---------- Texte à lire ----------
Tant qu’on n’arrivera pas à sécuriser les victimes, on n’aura pas d’informations utiles sur les réseaux. Tant qu’on n’aura pas sensibilisé les clients, on ne découragera pas non plus l’offre. Tant qu’on n’aura pas condamné sévèrement des acteurs de réseau – jugés en moyenne quatre ans après leur interpellation, avec les problèmes que cela induit en termes de coûts et de stratégie de procédure – et incité les procureurs à avoir une politique pénale cohérente sur tout le territoire, on ne gagnera pas en efficacité. Les réseaux que je décris sont, dans des proportions variables, roumains, bulgares, nigérians, chinois et brésiliens. Cette énumération vous donne une idée de la difficulté des procédures judiciaires. Dans le rapport que nous publierons début décembre, j’ai analysé les soixante réseaux qui ont été démantelés et montré la diversité étonnante des pratiques et des réponses judiciaires.
----------
* _Court exercice A_: Montrez chaque ligne des enregistrements ci-dessous qui contient la chaîne "fixture".
Le texte et les enregistrements ont des origines distinctes.
---------- Entrées fournies ----------
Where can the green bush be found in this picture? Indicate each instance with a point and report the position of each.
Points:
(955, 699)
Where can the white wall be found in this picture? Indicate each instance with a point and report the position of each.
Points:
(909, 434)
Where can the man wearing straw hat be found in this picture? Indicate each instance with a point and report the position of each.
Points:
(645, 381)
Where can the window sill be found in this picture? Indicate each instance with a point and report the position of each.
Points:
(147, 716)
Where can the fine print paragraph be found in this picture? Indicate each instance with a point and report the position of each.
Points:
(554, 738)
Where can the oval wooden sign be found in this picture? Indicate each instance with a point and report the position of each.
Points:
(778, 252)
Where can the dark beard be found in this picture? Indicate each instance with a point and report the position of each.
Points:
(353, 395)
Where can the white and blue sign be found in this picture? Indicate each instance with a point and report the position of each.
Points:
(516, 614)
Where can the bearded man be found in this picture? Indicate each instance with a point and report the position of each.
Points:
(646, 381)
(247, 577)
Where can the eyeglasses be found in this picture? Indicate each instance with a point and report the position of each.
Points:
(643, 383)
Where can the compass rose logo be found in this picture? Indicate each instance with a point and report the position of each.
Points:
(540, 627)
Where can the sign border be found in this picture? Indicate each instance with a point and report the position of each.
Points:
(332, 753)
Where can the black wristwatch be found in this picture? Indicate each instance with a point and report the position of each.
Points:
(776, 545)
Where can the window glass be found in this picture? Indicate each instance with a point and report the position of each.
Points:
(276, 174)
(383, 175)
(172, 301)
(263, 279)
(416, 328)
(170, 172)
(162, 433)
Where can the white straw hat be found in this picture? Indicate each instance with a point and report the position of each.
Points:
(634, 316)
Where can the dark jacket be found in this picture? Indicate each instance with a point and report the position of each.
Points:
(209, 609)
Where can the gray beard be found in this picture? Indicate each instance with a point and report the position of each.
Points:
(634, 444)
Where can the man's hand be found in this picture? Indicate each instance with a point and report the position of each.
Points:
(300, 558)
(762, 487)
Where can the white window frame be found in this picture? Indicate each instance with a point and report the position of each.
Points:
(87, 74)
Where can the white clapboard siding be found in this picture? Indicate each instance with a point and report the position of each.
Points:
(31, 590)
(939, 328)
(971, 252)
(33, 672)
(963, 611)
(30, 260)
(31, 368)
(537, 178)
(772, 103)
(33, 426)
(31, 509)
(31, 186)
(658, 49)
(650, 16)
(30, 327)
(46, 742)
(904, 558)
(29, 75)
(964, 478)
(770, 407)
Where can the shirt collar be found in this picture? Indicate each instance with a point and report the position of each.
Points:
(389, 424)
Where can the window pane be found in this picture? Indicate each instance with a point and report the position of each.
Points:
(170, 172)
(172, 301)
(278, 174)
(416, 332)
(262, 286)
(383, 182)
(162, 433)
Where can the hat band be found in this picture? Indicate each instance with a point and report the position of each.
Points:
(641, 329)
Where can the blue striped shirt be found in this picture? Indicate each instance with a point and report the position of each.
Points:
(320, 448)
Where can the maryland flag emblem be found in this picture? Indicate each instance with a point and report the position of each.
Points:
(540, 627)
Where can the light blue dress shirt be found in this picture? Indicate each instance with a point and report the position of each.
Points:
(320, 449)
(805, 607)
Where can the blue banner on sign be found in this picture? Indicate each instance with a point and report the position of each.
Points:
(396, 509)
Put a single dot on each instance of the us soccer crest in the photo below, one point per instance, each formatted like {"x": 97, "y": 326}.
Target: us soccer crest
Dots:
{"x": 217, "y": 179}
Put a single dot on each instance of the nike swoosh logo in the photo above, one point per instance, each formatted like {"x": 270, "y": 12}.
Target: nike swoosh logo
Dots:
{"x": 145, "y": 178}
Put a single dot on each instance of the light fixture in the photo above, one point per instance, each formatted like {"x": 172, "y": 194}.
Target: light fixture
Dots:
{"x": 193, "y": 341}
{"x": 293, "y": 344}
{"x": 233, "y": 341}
----------
* _Court exercice B_: Poursuivez le texte sur les réseaux et les réponses judiciaires à partir de sa dernière phrase.

* _Réponse attendue A_:
Put a single dot on each instance of the light fixture in the photo above, one point per instance, each formatted like {"x": 172, "y": 194}.
Target: light fixture

* _Réponse attendue B_:
Ce qu’il faut, c’est mieux connaître la réalité – c’est l’objet de la coordination nationale créée cette année et dont nous espérons qu’elle prendra son essor – pour mieux la traiter, de façon plus cohérente et homogène. Aujourd'hui, les aléas sont trop nombreux. Vous avez tous en tête, j’imagine, le procès d’un ressortissant bosnien qui, après quatre ans d’enquête, a été condamné par le tribunal de Paris pour avoir exploité plusieurs centaines de mineurs d’origine rom à la fois en les prostituant et en les faisant mendier sur la voie publique. Même si ses profits estimés se montaient à 1,3 million d’euros par an, sa condamnation pécuniaire n’a été que de quelques milliers d’euros.

Il faut mettre à niveau à la fois la détection, le suivi des victimes et la réponse des autorités judiciaires, afin d’offrir une réponse globale. Chaque fois que l’on cible un aspect particulier, les réponses sont insatisfaisantes et le trafic se développe. La morale provisoire que la fondation Scelles tire de ses observations, c’est que le développement de l’exploitation sexuelle organisée et l’insuffisance des obstacles mis sur sa route nous laissent une marge de progression. C’est pourquoi nous soutenons les efforts de cette proposition de loi.

M. le président Guy Geoffroy. Monsieur Carpentier, pourriez-vous mettre l’accent sur, d’une part, l’évolution des profits tirés de l’activité prostitutionnelle, sur les circuits de blanchiment qu’ils suivent, d’autre part, sur les mécanismes de saisie et de confiscation et les montants qu’il est possible d’en attendre ?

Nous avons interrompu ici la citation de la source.